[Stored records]
_ _ _ _ _ _ _

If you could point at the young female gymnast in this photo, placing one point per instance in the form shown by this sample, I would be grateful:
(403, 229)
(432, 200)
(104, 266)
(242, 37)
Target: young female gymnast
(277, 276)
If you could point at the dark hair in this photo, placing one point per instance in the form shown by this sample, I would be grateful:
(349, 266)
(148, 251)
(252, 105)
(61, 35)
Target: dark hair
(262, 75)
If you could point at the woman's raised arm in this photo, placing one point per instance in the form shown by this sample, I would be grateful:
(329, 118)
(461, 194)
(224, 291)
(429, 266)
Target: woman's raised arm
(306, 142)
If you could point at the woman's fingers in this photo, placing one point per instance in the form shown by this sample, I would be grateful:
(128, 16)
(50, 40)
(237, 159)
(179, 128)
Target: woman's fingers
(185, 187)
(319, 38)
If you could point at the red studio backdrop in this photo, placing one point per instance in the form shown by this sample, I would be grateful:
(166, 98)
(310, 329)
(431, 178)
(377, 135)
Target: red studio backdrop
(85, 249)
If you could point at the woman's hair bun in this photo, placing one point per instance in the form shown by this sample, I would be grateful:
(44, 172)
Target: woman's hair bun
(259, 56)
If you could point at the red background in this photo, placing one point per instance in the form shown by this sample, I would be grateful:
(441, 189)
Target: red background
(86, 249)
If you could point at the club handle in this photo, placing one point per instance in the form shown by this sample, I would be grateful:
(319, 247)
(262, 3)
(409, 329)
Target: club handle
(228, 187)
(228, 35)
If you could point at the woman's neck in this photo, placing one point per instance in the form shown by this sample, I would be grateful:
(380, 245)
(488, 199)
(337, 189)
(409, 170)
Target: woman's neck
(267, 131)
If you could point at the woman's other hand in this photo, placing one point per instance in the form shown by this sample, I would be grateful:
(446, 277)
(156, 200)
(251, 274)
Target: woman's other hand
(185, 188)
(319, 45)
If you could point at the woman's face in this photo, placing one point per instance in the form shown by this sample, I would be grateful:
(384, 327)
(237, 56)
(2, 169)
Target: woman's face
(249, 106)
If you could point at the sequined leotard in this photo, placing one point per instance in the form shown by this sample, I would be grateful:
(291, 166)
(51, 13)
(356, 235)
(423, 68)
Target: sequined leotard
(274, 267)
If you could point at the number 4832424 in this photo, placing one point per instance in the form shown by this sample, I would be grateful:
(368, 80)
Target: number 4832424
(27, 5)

_ _ _ _ _ _ _

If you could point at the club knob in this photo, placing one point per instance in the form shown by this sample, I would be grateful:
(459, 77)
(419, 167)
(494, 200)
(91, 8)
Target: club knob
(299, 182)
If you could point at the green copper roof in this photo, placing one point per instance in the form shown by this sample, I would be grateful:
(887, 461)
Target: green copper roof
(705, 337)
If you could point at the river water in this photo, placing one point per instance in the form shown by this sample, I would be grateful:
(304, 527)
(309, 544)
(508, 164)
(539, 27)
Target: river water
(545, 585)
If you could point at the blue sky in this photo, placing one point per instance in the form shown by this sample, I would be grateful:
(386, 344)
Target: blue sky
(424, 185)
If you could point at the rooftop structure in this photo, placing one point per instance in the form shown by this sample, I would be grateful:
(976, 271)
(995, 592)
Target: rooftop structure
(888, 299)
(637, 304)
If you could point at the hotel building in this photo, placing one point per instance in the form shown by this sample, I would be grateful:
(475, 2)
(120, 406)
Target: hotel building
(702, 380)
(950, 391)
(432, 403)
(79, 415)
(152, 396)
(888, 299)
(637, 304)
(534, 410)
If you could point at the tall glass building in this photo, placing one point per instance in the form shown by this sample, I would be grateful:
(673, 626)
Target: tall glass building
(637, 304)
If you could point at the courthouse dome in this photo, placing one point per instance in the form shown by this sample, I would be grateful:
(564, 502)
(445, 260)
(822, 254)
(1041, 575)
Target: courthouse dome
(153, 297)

_ _ _ _ _ _ _

• _REQUIREMENTS_
Locate every line in the material above that contains the word "gymnast" and copy each of those lines. Letter case counts.

• _ANSWER FOR THE TASK_
If you could point at the young female gymnast in this photo, placing one point per instance in the form shown by this sample, I would be grateful:
Target: young female gymnast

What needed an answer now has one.